# Trecho selecionado
Repensando a arte indígena no Paraná: as marcas de Jaider Esbell no estado

Artista visual indígena, principal nome da 34ª Bienal de São Paulo, expôs em Curitiba em 2019

Apesar de não ter nenhuma obra em exposição no Paraná, o artista visual indígena Jaider Esbell, que morreu na semana passada, deixou marcas profundas na maneira de pensar e entender a arte dos povos originários no estado. É o que afirmam a curadora e professora de Artes da Universidade Federal do Paraná (UFPR), Fabrícia Jordão, e a diretora do Museu de Arte Contemporânea do Paraná (MAC-PR), Ana Rocha, que, em entrevista ao Plural, relembraram a passagem de Jaider por Curitiba e comentaram sobre os legados deixados pelo artista.

Originário de Normandia, em Roraima, onde hoje está localizada a Terra Indígena Raposa Serra do Sol, Jaider era um artista, escritor, produtor cultural e curador indígena da etnia Makuxi. Lutando contra o apagamento cultural imposto aos povos originários do Brasil e sistemas artísticos hegemônicos (branco-europeu), Jaider tornou-se uma referência no movimento de consolidação da Arte Indígena Contemporânea (AIC) do país.

# Instruções
[1] Liste todas as ocupações que o texto sobre Jaider Esbell atribui a ele.
[2] Escreva a continuação do texto sobre Jaider Esbell a partir da última frase apresentada.
Os registros não têm nenhuma relação com esta atividade.

[Registros armazenados]
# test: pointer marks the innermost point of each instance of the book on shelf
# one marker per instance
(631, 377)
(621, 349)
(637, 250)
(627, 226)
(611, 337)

# Respostas abaixo
[1] Artista, escritor, produtor cultural e curador.

[2]
Jaider também era um dos principais destaques da 34ª Bienal de São Paulo com a mostra “Moquém_Surarî: Arte Indígena Contemporânea”. O evento ficou conhecido como a “Bienal dos Índios” pois conta com obras de pelo menos 34 artistas indígenas que ficarão expostas até o dia 5 de dezembro.

Obra “Entidades”, de Jaider Esbell. Foto: Levi Fanan/Fundação Bienal de São Paulo

“O Jaider é um ponto de virada”

Para Fabrícia Jordão, trazer debates políticos para a arte era uma parte fundamental da obra e da vida de Jaider Esbell. A curadora e professora de artes da UFPR afirma que o artista tinha uma postura política muito consciente e isso transparecia em todos os seus trabalhos.

“O Jaider rompe esse universo da arte contemporânea se autodenominando neto de Makunaímî. Isso não é pouca coisa. Significa dizer que ele estava reivindicando o lugar que teria sido roubado pelo Mário de Andrade – o sequestro de Macunaíma – que é um mito fundador do que seria uma arte brasileira. Macunaíma, o Manifesto da Antropofagia, são ações conectadas que instauram um marco fundador do que seria uma arte brasileira que sequer é livre dessa colônia, dessa presença e valores europeus. Quando o Jaider se arroga esse lugar de neto de Makunaímî, ele está mexendo com os paradigmas mais fundamentais do nosso pensamento artístico”, afirma Fabrícia, que também é coordenadora do projeto de extensão Laboratório de Imaginário Radical, o qual teve uma edição especialmente voltada para pensar a AIC.

“Sem dúvida nenhuma o Jaider é um ponto de virada. A gente não mais se autoriza a olhar para a produção artística brasileira sem considerar a produção indígena. Isso é, de fato, um grande trunfo. Ele nos deixa um lugar outro não só no campo epistemológico mas também na concepção de um outro imaginário, uma outra visualidade atrelada a uma outra cosmovisão”, destaca Fabrícia. 

“Por onde passava ele dava a mão para mais um parente e levava junto com ele”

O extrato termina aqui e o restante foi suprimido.